### DATA ROWS

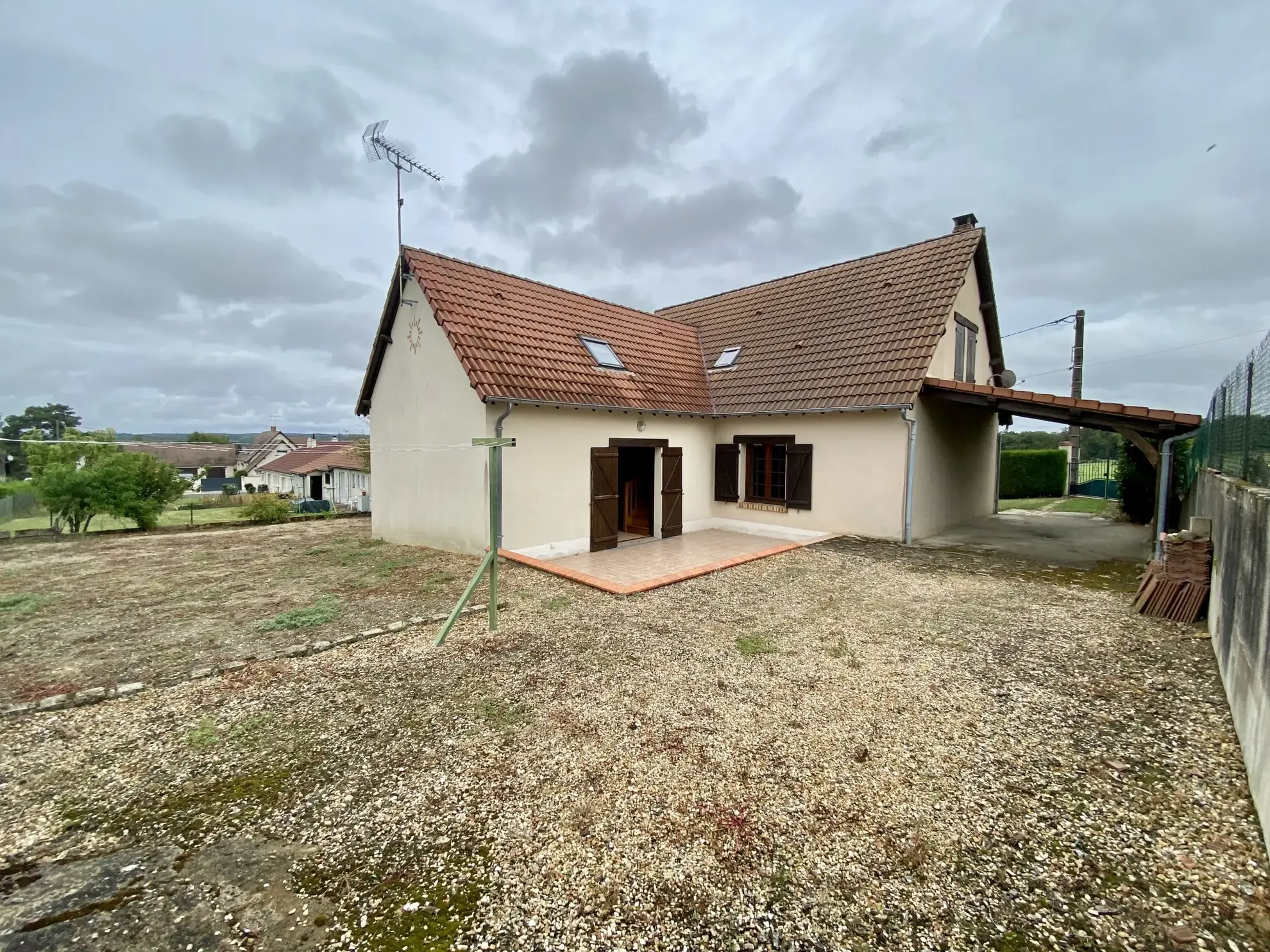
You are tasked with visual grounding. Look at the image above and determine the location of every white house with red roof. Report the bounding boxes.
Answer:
[357,216,1199,558]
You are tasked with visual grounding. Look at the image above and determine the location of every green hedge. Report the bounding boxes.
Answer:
[1001,449,1067,499]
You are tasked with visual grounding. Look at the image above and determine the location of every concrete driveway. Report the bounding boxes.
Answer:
[919,513,1151,566]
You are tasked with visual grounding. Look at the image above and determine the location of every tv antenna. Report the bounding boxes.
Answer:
[362,119,441,254]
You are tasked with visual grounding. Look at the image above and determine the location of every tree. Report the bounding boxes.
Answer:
[23,429,189,532]
[0,404,80,480]
[87,453,190,530]
[21,428,119,532]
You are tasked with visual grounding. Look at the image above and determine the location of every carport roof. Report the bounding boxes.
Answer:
[922,377,1204,437]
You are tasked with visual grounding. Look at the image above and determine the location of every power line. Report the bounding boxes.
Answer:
[1001,313,1076,340]
[1019,328,1270,383]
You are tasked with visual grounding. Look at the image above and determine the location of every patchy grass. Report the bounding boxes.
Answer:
[477,698,532,730]
[0,592,48,618]
[1054,496,1112,515]
[255,596,344,631]
[828,639,859,667]
[736,633,780,658]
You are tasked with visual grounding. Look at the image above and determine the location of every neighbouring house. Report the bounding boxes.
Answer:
[237,426,327,489]
[258,442,371,510]
[123,443,239,492]
[357,215,1189,557]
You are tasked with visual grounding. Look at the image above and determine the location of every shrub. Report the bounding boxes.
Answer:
[1001,449,1067,499]
[242,492,291,526]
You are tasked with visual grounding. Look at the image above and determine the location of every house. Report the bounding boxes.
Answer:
[258,440,371,510]
[122,443,237,492]
[237,426,318,489]
[357,215,1199,558]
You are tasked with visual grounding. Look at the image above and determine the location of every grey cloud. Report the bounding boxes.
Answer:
[865,123,936,156]
[130,69,368,201]
[464,51,706,224]
[443,245,512,272]
[0,181,368,322]
[532,176,800,265]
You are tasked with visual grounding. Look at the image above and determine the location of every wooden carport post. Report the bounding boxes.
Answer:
[433,437,516,647]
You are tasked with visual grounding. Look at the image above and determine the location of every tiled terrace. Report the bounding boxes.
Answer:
[502,530,827,596]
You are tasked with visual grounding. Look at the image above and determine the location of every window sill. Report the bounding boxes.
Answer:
[736,499,788,513]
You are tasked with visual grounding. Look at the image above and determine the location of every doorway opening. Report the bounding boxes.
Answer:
[617,447,657,542]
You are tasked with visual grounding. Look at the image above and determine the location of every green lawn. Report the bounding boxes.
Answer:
[0,506,242,532]
[999,496,1108,515]
[1054,496,1108,515]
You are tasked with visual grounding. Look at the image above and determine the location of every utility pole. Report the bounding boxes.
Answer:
[1067,310,1085,492]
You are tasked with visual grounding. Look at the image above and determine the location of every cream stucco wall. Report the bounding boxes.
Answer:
[369,280,489,553]
[495,404,714,558]
[913,396,997,540]
[926,264,992,383]
[707,410,908,540]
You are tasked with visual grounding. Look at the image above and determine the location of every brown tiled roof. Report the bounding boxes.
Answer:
[259,443,366,476]
[123,443,237,470]
[658,228,983,413]
[396,247,711,413]
[922,377,1204,429]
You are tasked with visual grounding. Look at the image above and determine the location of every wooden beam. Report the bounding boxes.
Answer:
[1116,429,1160,470]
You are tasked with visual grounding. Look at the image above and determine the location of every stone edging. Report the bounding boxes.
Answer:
[0,602,507,717]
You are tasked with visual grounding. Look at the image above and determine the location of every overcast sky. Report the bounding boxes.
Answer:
[0,0,1270,430]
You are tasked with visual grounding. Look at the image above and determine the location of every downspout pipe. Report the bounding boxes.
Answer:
[899,406,917,546]
[494,400,516,552]
[1153,433,1190,558]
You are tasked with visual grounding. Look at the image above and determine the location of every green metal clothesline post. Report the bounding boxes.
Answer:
[433,437,516,647]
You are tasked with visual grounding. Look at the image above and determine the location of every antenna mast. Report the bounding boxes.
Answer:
[362,119,441,254]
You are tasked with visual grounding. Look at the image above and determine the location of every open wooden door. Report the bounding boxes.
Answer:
[662,447,683,539]
[591,447,617,552]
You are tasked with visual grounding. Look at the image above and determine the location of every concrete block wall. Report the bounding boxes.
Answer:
[1182,470,1270,851]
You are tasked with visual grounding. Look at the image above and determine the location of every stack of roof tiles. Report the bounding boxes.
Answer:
[1134,532,1213,624]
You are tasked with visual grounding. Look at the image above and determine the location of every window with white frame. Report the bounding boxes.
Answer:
[952,313,979,383]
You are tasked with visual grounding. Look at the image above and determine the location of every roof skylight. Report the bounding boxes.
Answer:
[714,347,740,371]
[582,338,626,371]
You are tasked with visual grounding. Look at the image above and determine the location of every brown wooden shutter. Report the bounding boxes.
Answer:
[662,447,683,539]
[591,447,617,552]
[785,443,811,509]
[715,443,740,503]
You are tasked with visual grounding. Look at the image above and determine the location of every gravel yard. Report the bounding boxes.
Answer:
[0,521,1270,952]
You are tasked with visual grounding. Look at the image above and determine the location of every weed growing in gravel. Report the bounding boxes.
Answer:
[829,641,859,667]
[255,596,344,631]
[185,717,220,750]
[0,592,48,615]
[292,843,487,952]
[736,633,780,658]
[478,698,530,729]
[185,712,275,750]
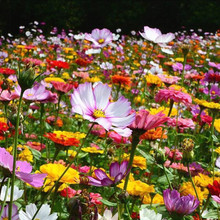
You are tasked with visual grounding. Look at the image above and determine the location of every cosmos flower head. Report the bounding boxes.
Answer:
[71,83,135,136]
[139,26,175,44]
[85,28,113,48]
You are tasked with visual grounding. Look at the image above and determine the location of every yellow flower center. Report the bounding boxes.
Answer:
[93,109,105,118]
[98,39,105,44]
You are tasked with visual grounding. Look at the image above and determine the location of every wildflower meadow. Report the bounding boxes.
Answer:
[0,21,220,220]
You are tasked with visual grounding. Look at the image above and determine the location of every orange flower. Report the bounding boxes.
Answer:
[140,127,167,140]
[112,75,131,86]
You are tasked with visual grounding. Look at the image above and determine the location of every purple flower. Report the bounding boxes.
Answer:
[0,147,47,187]
[163,189,199,216]
[70,83,135,137]
[139,26,175,44]
[172,62,192,72]
[85,28,113,48]
[88,161,129,186]
[0,204,19,220]
[18,85,57,103]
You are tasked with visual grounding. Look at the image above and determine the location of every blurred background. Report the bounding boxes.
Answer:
[0,0,220,35]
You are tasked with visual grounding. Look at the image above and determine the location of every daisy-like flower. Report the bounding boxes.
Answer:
[85,28,113,48]
[0,186,24,202]
[71,83,135,136]
[163,189,199,216]
[140,208,162,220]
[139,26,175,44]
[0,148,47,187]
[19,203,58,220]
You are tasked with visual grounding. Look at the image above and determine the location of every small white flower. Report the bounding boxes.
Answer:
[0,186,24,202]
[140,208,162,220]
[98,209,118,220]
[19,203,58,220]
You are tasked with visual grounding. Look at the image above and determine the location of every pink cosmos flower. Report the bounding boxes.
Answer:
[157,74,181,84]
[0,147,47,187]
[167,118,195,132]
[17,85,57,103]
[129,109,169,131]
[70,83,135,136]
[0,90,19,102]
[139,26,175,44]
[155,88,192,105]
[85,28,113,48]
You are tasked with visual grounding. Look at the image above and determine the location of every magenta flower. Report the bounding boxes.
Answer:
[0,204,19,220]
[129,109,169,131]
[0,90,19,102]
[139,26,175,44]
[88,161,129,186]
[0,147,47,187]
[163,189,199,216]
[85,28,113,48]
[70,83,135,136]
[17,85,57,103]
[155,88,192,105]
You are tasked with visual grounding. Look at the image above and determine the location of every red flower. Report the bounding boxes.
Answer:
[47,60,70,69]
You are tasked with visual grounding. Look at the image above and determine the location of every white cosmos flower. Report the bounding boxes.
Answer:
[140,208,162,220]
[98,209,118,220]
[19,203,58,220]
[0,186,24,202]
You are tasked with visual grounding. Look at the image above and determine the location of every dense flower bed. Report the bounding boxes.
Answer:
[0,22,220,220]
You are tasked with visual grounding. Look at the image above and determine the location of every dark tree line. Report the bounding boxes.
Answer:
[0,0,220,34]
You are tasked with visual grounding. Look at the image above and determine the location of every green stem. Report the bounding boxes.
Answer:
[181,55,187,86]
[187,163,202,219]
[4,103,8,148]
[124,130,140,190]
[162,164,173,190]
[8,90,24,220]
[0,179,10,218]
[31,123,95,220]
[211,112,216,181]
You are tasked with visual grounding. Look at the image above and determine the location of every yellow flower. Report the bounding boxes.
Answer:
[214,118,220,133]
[44,77,65,83]
[142,193,164,205]
[179,182,209,205]
[150,106,177,117]
[193,98,220,110]
[40,163,79,184]
[40,178,67,192]
[146,74,163,86]
[123,154,147,170]
[117,180,155,197]
[82,147,104,154]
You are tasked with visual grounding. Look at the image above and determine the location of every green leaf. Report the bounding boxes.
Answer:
[100,199,117,206]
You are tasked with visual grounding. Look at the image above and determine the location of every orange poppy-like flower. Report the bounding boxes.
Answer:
[44,133,80,147]
[112,75,131,86]
[140,127,167,140]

######

=== PROBLEM ===
Return, unchanged, the lines of the listing from the line containing "background. Report the bounding boxes." through the line containing "[0,0,220,34]", with both of those lines included.

=== ANSWER TO THE PROBLEM ===
You are tasked with visual grounding. Look at the image above and determine the location of every blurred background. Report the bounding boxes.
Answer:
[0,0,220,35]
You are tasked with visual grounding. Look at the image above and determine the location of every daisy-like flower. Report the bounding boxes.
Answer:
[85,28,113,48]
[0,186,24,202]
[71,83,135,136]
[163,189,199,216]
[140,208,162,220]
[139,26,175,44]
[0,148,47,187]
[19,203,58,220]
You are tasked with visual grounding. Look at the image above and determine the location of every small white flower. Report the bounding boxes.
Answer:
[0,186,24,202]
[140,208,162,220]
[98,209,118,220]
[19,203,58,220]
You are tasked with visual grounding. Look at the image above and determine the location of every pink cosmos flower. Report the bounding boxes.
Answer:
[157,74,181,84]
[0,147,47,187]
[167,118,195,132]
[17,85,57,103]
[129,109,169,131]
[70,83,135,136]
[0,90,19,102]
[139,26,175,44]
[155,88,192,105]
[85,28,113,48]
You are tasked with visual grounding. Look at the image above and determine the location of every magenta flower. Report the bounding boxes.
Answer:
[0,204,19,220]
[129,109,169,131]
[0,90,19,102]
[139,26,175,44]
[88,161,129,186]
[0,147,47,187]
[163,189,199,216]
[85,28,113,48]
[70,83,135,136]
[17,85,57,103]
[155,88,192,105]
You are tasked with visual grounding. Look at the image above and determine the location of every red flower. Report the bounding boxes.
Answer:
[47,60,70,69]
You are tasked with visual grounding. Look at the image above and determine the location of every white cosmos flower. Report the bounding boxes.
Answer:
[140,208,162,220]
[98,209,118,220]
[19,203,58,220]
[0,186,24,202]
You are tasked with visual grounding. Look at the image above and determine the location of every dense flower bed. Report the bounding boxes.
Answer:
[0,22,220,220]
You are tasked with visual grounding. Look at the image above and determine the location of every dark tree line. Report the bounding boxes.
Answer:
[0,0,220,34]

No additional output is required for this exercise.